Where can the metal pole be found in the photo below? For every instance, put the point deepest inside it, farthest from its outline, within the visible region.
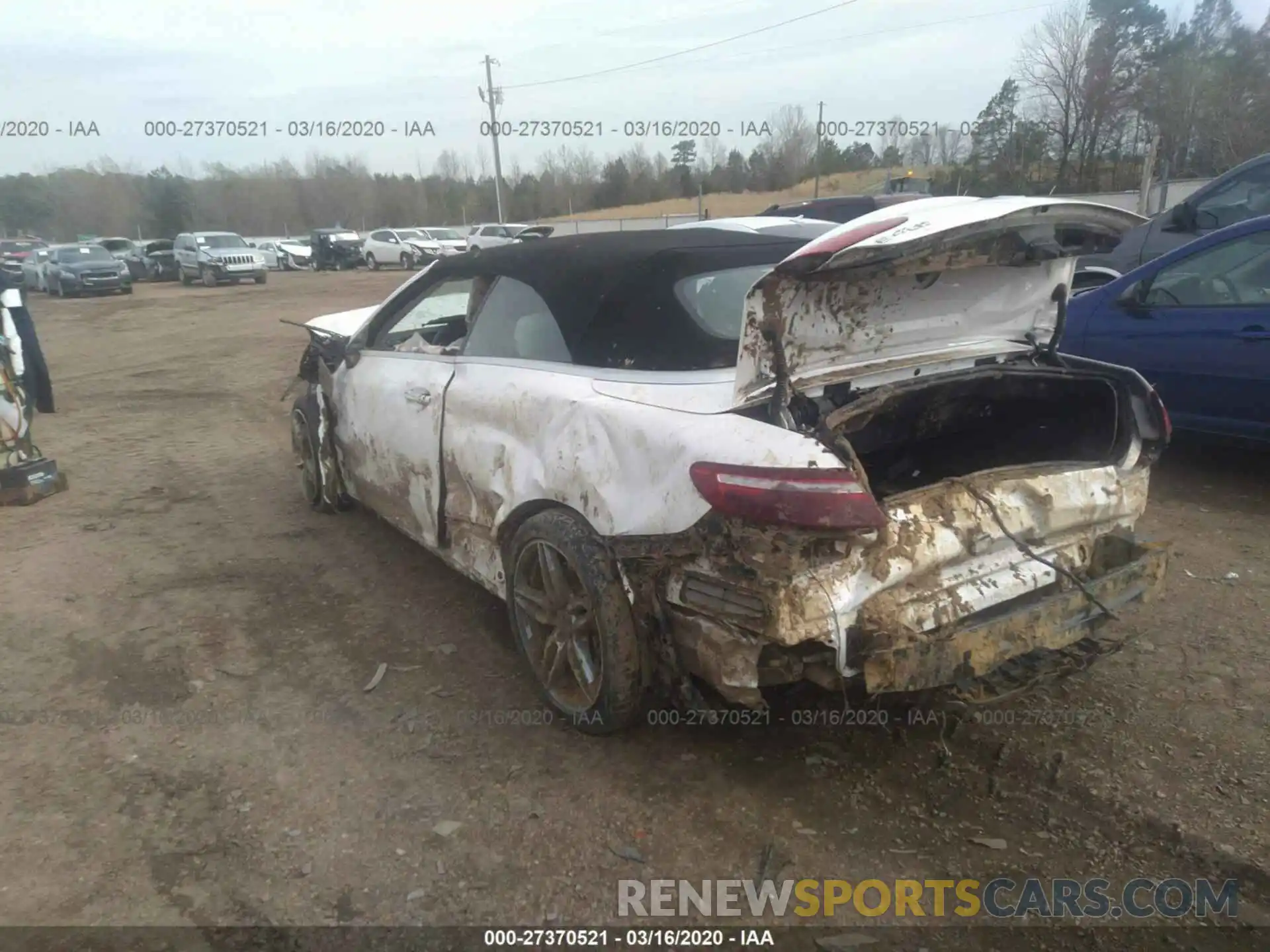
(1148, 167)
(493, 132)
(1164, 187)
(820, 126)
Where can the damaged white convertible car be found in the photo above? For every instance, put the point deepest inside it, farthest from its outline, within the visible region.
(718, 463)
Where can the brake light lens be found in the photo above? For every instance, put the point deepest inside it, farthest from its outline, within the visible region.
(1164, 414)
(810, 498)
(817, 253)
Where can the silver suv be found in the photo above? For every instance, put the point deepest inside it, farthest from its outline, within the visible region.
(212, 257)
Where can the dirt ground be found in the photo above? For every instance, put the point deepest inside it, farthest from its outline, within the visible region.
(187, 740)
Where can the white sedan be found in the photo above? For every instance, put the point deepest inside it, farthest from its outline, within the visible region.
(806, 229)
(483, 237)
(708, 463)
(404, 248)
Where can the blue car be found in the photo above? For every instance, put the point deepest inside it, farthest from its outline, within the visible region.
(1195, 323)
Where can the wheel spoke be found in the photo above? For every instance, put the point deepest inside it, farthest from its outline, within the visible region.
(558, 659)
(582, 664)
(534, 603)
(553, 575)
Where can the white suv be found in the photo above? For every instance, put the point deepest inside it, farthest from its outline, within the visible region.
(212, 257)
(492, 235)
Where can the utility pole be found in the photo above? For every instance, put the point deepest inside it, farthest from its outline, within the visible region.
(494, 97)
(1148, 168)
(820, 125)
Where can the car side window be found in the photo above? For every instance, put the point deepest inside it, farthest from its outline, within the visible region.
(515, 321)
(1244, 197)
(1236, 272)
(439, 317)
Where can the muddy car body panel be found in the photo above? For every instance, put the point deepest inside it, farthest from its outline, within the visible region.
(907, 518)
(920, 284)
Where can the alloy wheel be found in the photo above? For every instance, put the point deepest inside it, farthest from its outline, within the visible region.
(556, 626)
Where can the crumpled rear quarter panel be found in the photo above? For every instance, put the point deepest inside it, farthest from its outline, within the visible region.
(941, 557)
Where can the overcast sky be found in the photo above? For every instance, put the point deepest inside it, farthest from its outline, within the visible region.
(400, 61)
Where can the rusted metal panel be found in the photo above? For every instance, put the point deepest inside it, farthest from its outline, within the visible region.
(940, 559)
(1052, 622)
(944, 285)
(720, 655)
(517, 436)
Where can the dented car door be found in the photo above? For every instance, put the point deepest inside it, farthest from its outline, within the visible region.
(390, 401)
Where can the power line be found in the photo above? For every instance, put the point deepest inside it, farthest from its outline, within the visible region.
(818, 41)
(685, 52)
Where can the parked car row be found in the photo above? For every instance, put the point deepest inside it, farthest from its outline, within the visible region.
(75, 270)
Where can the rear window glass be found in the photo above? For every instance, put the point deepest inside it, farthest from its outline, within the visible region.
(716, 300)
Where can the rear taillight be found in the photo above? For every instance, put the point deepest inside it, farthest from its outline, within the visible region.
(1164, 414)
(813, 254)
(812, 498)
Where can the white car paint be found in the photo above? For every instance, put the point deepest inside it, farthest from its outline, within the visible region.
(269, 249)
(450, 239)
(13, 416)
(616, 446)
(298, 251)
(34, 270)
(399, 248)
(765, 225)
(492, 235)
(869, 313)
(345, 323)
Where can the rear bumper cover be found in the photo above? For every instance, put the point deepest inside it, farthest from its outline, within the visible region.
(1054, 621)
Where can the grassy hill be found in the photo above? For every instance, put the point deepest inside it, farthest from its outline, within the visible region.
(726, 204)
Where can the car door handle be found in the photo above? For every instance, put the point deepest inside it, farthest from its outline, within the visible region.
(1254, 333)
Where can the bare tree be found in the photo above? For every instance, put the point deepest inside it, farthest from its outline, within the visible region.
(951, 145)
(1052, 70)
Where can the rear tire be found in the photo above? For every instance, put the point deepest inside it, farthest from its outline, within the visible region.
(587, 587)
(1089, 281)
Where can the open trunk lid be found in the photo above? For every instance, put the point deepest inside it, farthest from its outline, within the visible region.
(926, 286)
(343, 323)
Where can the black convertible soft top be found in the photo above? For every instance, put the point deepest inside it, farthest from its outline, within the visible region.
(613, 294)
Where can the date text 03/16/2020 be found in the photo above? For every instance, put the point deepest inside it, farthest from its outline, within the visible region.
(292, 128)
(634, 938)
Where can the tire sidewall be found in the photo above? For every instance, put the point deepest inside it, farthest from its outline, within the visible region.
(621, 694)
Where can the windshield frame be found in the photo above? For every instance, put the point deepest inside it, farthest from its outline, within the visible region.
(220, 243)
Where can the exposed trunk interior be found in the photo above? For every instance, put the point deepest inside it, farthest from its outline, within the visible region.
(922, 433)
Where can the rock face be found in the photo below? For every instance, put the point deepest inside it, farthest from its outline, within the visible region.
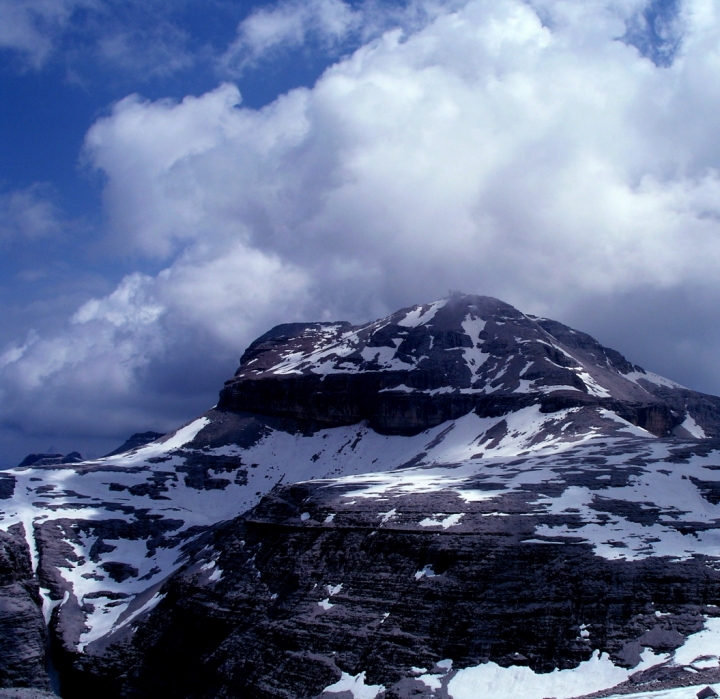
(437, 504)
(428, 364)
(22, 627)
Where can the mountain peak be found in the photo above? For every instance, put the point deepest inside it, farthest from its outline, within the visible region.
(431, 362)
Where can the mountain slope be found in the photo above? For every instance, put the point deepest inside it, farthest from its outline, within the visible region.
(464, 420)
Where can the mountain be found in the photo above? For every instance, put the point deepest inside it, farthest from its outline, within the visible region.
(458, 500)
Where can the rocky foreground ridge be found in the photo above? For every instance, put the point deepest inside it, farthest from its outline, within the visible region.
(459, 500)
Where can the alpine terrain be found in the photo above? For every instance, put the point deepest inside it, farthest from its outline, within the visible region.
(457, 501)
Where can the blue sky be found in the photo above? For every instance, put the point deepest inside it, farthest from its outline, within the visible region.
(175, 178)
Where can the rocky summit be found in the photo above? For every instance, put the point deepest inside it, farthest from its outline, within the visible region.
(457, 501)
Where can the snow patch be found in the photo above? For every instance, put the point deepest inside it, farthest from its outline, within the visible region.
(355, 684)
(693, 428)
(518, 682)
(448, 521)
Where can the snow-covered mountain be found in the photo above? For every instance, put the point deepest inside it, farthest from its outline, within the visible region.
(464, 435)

[Aim of the task] Output an exact copy of the lines beginning at the one that holds "Where can the mountain peak" and running through the final line of the records.

[Exercise output]
Where can the mountain peak be found in the photo above? For every instance, put the point deepest inside it, farthest from its outline, within the visible region.
(431, 362)
Where can the mountain slope be found in the photo above? For every instance, put the point deepest inside it, farthest from its outline, within the visible region.
(464, 420)
Where can the mountain be found in the photo above? For every instance, put the point deepest inside it, farthest from its outline, within the visible region.
(458, 500)
Where can the rocky foreground ridge be found in the photo above? For every instance, put the point deepest inside it, farthest from its outline, within the visible region.
(459, 500)
Where can the alpine terrain be found in the photo above? For every instance, put the point deepest inside it, farthest from its outline, within the visible region.
(457, 501)
Where can the blue sky be found in the photo above? For every instance, put the point deepest inside it, farthest from its outline, within the visible region.
(175, 178)
Where can the rocky summit be found in the photo above? For every instance, put the point deepest inside it, farthest from its outline, within the visible region.
(457, 501)
Where can the snow patch be found in the photo above? For every instance, put the point deepest inside it, farthest from its outline, within the visible region.
(355, 684)
(693, 428)
(518, 682)
(448, 521)
Where can the snow-covered mountain be found in the photo above? For every instance, put the point deepest inside it, farthest from its outline, within the visible region.
(464, 435)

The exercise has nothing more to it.